▶ [Your instructions]: From the article about the face-mask sewing below, repeat word for word the part between "The self-taught fash­ion" and "doctors and nurses.", inclusive.

BERRIEN SPRINGS — Keila Sanchez wanted to put her talents to good use.

The self-taught fash­ion designer, who makes hand-crafted scarves and other accessories for a liv­ing, found a way to do so by helping hospital workers re­main safe in the midst of the COVID-19 pandemic.

Sanchez spent 24 hours on March 21 cutting and sewing material together to make 60 cotton face masks intended as a donation to Spectrum Health Lakeland doctors and nurses.

“I just decided that I was going to keep working until I couldn’t anymore,” Sanchez said. “God has given me this talent to sew and help the community. I saw the need for this.”

It all began on March 19, when a friend of Sanchez messaged her about possibly sewing together a few face masks. Her friend, who is a physi­cian, had heard some grum­blings in the medical com­munity about a shortage of masks. Then people started tagging Sanchez in several social media posts concern­ing homemade masks.

By March 20, Sanchez dove head first into the project by seeking out the proper mate­rial and doing her homework on making masks that would be acceptable under the stan­dards set by the Centers for Disease Control and Preven­tion.

“I decided to do a little re­search because they weren’t accepting every face mask,” Sanchez said. “There was a video I watched and played around with the pattern.”

▶ [Data records]:
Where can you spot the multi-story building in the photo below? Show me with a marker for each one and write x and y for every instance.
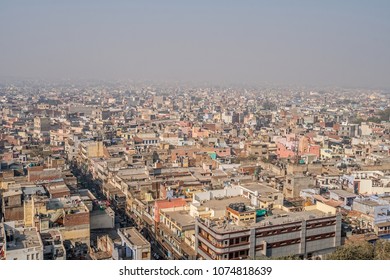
(307, 234)
(136, 247)
(21, 243)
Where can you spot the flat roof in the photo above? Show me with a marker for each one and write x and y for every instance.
(221, 204)
(134, 236)
(343, 193)
(261, 188)
(23, 238)
(181, 217)
(278, 217)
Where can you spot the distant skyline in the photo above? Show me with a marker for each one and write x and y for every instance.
(327, 43)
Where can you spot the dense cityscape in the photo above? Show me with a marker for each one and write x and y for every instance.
(139, 171)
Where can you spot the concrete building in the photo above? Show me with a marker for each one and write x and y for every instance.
(176, 232)
(21, 243)
(135, 246)
(295, 183)
(307, 234)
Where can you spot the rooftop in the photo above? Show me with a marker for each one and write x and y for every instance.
(220, 204)
(134, 236)
(22, 238)
(181, 217)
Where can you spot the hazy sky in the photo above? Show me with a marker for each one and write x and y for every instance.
(327, 42)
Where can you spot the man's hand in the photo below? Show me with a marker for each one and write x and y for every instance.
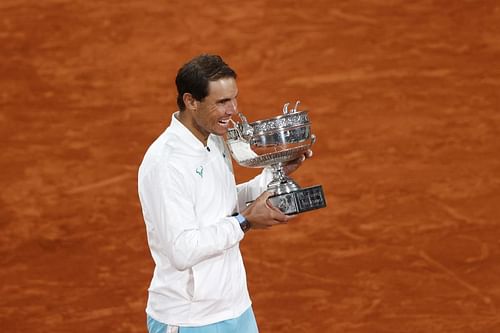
(261, 214)
(291, 166)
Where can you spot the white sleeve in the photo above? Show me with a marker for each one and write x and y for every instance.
(250, 190)
(173, 230)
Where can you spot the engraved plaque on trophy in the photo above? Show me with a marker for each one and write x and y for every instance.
(273, 143)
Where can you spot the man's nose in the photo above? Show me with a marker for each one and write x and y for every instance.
(232, 106)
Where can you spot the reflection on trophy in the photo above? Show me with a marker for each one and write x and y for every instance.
(274, 142)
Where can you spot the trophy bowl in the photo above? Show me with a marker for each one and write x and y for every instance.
(273, 143)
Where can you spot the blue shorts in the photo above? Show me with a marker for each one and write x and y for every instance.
(243, 324)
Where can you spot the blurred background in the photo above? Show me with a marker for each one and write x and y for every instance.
(403, 98)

▶ [Written reply]:
The self-taught fash­ion designer, who makes hand-crafted scarves and other accessories for a liv­ing, found a way to do so by helping hospital workers re­main safe in the midst of the COVID-19 pandemic.

Sanchez spent 24 hours on March 21 cutting and sewing material together to make 60 cotton face masks intended as a donation to Spectrum Health Lakeland doctors and nurses.